--- WHAT NEEDS TO BE DONE ---
Report every line below that contains the word "window", copying each such line in full.

--- INPUT FOR THIS TASK ---

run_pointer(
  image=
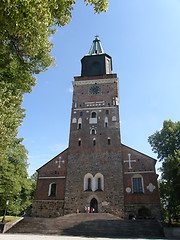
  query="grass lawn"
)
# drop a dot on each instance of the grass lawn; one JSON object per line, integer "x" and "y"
{"x": 10, "y": 219}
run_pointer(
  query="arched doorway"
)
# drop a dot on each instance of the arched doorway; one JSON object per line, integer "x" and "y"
{"x": 144, "y": 212}
{"x": 94, "y": 205}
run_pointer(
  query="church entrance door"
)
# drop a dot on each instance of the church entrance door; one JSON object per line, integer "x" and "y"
{"x": 94, "y": 205}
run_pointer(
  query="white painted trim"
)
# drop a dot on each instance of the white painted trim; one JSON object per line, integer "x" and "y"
{"x": 94, "y": 102}
{"x": 51, "y": 177}
{"x": 139, "y": 172}
{"x": 98, "y": 81}
{"x": 80, "y": 109}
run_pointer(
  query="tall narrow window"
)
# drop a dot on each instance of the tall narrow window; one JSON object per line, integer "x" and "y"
{"x": 106, "y": 122}
{"x": 89, "y": 184}
{"x": 137, "y": 185}
{"x": 93, "y": 115}
{"x": 52, "y": 190}
{"x": 99, "y": 184}
{"x": 79, "y": 126}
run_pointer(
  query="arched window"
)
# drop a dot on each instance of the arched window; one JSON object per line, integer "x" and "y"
{"x": 93, "y": 114}
{"x": 88, "y": 182}
{"x": 93, "y": 131}
{"x": 52, "y": 190}
{"x": 79, "y": 142}
{"x": 79, "y": 123}
{"x": 106, "y": 122}
{"x": 137, "y": 183}
{"x": 99, "y": 182}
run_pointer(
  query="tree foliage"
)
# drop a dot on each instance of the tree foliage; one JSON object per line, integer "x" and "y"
{"x": 25, "y": 50}
{"x": 166, "y": 143}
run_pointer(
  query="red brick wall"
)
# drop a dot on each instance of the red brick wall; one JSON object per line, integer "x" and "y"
{"x": 50, "y": 173}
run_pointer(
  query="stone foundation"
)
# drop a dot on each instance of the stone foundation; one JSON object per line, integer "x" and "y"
{"x": 143, "y": 210}
{"x": 48, "y": 208}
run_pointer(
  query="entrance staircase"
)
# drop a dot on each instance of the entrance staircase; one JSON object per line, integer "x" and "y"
{"x": 90, "y": 225}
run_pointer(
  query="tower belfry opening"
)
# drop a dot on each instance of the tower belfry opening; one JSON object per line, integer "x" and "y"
{"x": 97, "y": 169}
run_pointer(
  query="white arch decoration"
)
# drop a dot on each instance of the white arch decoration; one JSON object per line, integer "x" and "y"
{"x": 86, "y": 177}
{"x": 99, "y": 175}
{"x": 142, "y": 182}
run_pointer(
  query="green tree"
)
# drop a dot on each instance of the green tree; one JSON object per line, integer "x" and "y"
{"x": 15, "y": 185}
{"x": 25, "y": 51}
{"x": 166, "y": 143}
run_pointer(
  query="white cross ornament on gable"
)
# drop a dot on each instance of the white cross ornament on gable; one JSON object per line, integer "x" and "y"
{"x": 129, "y": 161}
{"x": 59, "y": 162}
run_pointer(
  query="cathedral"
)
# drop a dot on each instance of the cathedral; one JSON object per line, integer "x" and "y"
{"x": 97, "y": 173}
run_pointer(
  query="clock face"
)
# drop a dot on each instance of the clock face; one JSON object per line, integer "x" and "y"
{"x": 94, "y": 90}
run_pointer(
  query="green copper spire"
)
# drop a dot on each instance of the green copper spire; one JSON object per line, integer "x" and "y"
{"x": 96, "y": 47}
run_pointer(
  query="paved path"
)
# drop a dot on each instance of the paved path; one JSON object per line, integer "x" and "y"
{"x": 49, "y": 237}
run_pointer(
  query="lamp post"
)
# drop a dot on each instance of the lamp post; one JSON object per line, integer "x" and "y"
{"x": 3, "y": 219}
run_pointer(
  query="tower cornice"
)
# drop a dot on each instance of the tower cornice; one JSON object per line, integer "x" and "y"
{"x": 88, "y": 81}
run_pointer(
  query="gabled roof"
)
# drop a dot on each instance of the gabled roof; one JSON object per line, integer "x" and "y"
{"x": 96, "y": 47}
{"x": 138, "y": 152}
{"x": 52, "y": 159}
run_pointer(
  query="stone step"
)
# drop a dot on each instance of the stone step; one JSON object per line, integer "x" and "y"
{"x": 90, "y": 225}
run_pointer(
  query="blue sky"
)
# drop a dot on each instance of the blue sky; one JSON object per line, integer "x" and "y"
{"x": 143, "y": 38}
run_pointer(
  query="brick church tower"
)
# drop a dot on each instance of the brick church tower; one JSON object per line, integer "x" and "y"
{"x": 97, "y": 171}
{"x": 94, "y": 170}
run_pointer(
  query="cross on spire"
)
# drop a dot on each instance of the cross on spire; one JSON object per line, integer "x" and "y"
{"x": 59, "y": 162}
{"x": 129, "y": 161}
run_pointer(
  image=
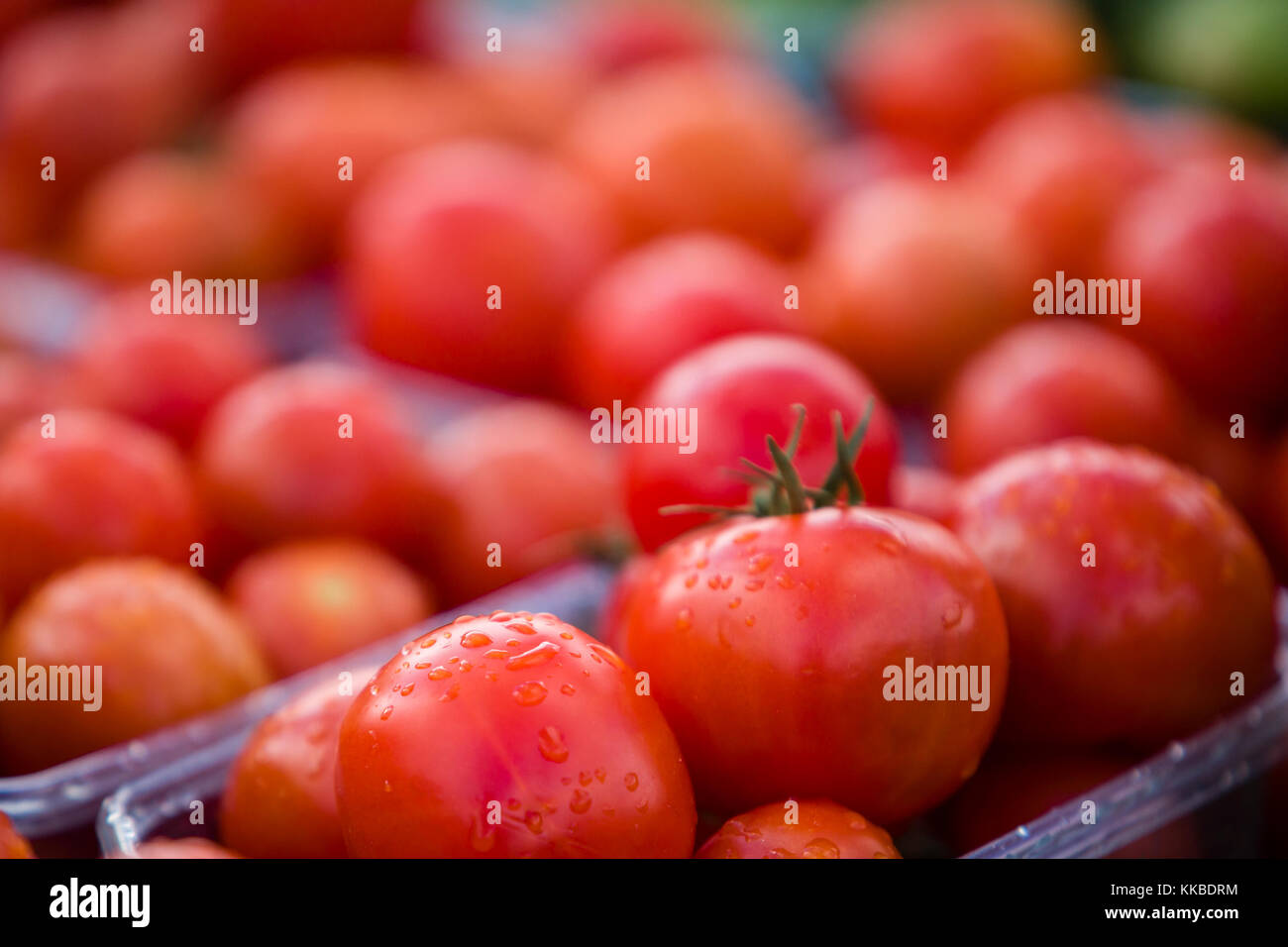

--- TASK OUTPUT ---
  query="tall narrow window"
# drop a dot on each instance of the tall narrow window; one JSON object per line, integer "x" and "y"
  query="arched window"
# drop a dot on each instance of the arched window; one JSON object per line, integer "x" and "y"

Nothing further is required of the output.